SELECTED EXTRACT:
* * * *
We also now have freedom over the mean. A good starting place is the class:`~gpytorch.means.ConstantMean`:

In [None]:
mean = gpytorch.means.ConstantMean()

Unlike ``sklearn``, we need to specify a likelihood function, which controls the mapping from the image of points under a function (:math:`f(x)`) to the labels. This can be as simple as adding some Gaussian noise as in the class:`~gpytorch.likelihoods.GaussianLikelihood`, or something more complex to enable binary classification as in the class:`~gpytorch.likelihoods.BernoulliLikelihood`. However, the former is the best choice for a simple model:

In [None]:
likelihood = gpytorch.likelihoods.GaussianLikelihood()

Finally, we need to build a model class to handle the inference. GPyTorch makes you do this yourself to allow you full control, but it can seem like a daunting task. For a simple case, one need only subclass the class:`~gpytorch.models.ExactGP` class, and specify a ``forward`` method to pass data through the mean and covariance functions. The class:`~gpytorch.distributions.MultivariateNormal` instance is the standard output for these functions, allowing us to work with a distribution directly instead of separating the mean and variance.

In [None]:
class ExactGPModel(gpytorch.models.ExactGP):

    def __init__(self, train_x: Tensor, train_y: Tensor, y_std: Tensor) -> None:
        likelihood = gpytorch.likelihoods.FixedNoiseGaussianLikelihood(noise=y_std)
* * * *
SUPPLIED INFORMATION:
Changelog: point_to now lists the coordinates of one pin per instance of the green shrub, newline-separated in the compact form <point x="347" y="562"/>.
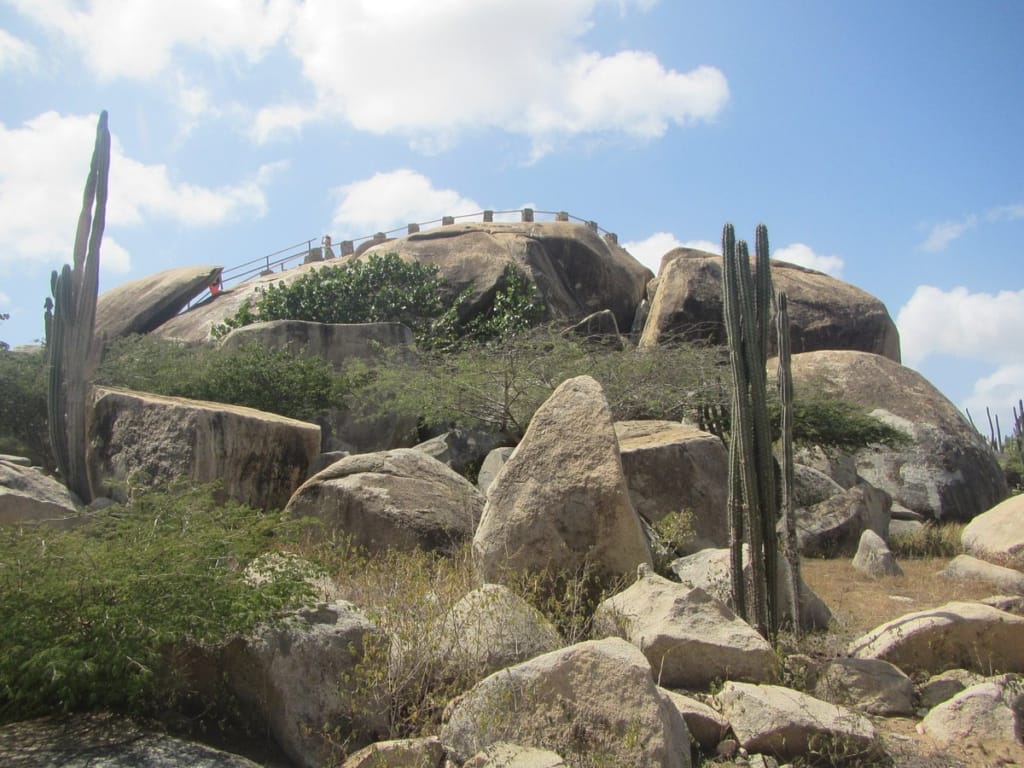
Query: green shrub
<point x="87" y="615"/>
<point x="23" y="407"/>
* * * *
AIM:
Translate this sentence from the GPyTorch tutorial into Spanish: "Finally, we need to build a model class to handle the inference."

ANSWER IN FULL:
Por último, necesitamos construir una clase de modelo que se encargue de la inferencia.